§ THINGS TO DO:
1) Using the Lahore bombing piece, answer each question:
(a) How many people did the Lahore bombing kill, and how many did it injure?
(b) Who said that members of the Christian community were the prime target?
(c) Which Bible verse is quoted?
2) In the Lahore bombing piece, find the part that opens with the words containing "Death has not" and closes with "the same tomorrow.". Reproduce that part word for word.
3) Decide whether each statement agrees with the Lahore bombing piece. Answer yes or no, and quote the words from the piece that settle it.
(a) The bombing killed more than 100 people.
(b) The bomb struck Pakistani children who were visiting a neighborhood park.
(c) Belgium is among the countries named as places of recent terrorist attacks.

“Where, O death, is your victory? Where, O death, is your sting?” — 1 Corinthians 15:55
As many Christians sat down Sunday morning to celebrate Easter, a suicide bombing targeting Christians halfway across the world in Lahore, Pakistan killed 72 people and injured at least 320. Right as American Christians were shouting, “He is risen, Alleluia!” an entire city cried out in horror and mourning. As American children hunted Easter eggs, a bomb exploded into Pakistani children visiting a neighborhood park.
“Members of the Christian community who were celebrating Easter today were our prime target,” said a spokesman for a splinter group of the Pakistani Taliban.
Death has not lost its sting.
Rather death continues its painful reign. Death has claimed hundreds of victims in recent terrorist attacks in Belgium, Turkey, Nigeria, Chad, Cameroon, the Ivory Coast, Iraq, and Pakistan. Death continues to unjustly claim the lives and dreams of disenfranchised peoples across America. Death yesterday took someone’s grandmother and another’s daughter, just as it will do the same tomorrow.

§ MATERIAL SUPPLIED:
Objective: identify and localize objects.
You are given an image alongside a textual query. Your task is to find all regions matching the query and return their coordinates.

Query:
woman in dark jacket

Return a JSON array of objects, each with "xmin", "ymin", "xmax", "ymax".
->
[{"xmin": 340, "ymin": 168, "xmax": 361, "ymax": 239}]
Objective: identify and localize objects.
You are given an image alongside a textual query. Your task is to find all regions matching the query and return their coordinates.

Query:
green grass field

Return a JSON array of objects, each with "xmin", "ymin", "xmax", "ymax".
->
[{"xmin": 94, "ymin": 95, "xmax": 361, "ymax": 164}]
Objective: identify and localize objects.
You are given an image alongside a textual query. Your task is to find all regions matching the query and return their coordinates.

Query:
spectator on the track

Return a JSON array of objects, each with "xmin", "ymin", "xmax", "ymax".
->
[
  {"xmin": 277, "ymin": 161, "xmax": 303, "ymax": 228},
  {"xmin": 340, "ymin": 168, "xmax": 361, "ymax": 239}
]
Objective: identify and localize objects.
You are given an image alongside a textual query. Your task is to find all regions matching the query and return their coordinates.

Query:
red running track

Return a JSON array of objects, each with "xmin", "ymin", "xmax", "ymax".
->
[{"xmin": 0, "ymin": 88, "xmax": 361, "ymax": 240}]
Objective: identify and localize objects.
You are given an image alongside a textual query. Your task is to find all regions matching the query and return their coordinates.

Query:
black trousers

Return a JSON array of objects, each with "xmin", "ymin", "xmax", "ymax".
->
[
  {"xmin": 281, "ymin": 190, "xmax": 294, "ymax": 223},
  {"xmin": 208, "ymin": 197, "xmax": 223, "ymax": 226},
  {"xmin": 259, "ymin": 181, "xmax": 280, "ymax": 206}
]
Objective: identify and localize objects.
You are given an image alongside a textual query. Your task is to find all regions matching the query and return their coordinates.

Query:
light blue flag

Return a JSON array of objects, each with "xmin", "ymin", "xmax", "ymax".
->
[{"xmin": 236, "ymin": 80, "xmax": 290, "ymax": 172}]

§ SET OF ANSWERS:
1)
(a) It killed 72 people and injured at least 320.
(b) A spokesman for a splinter group of the Pakistani Taliban.
(c) 1 Corinthians 15:55.

2)
Death has not lost its sting.
Rather death continues its painful reign. Death has claimed hundreds of victims in recent terrorist attacks in Belgium, Turkey, Nigeria, Chad, Cameroon, the Ivory Coast, Iraq, and Pakistan. Death continues to unjustly claim the lives and dreams of disenfranchised peoples across America. Death yesterday took someone’s grandmother and another’s daughter, just as it will do the same tomorrow.

3)
(a) No: "killed 72 people and injured at least 320"
(b) Yes: "a bomb exploded into Pakistani children visiting a neighborhood park"
(c) Yes: "Death has claimed hundreds of victims in recent terrorist attacks in Belgium"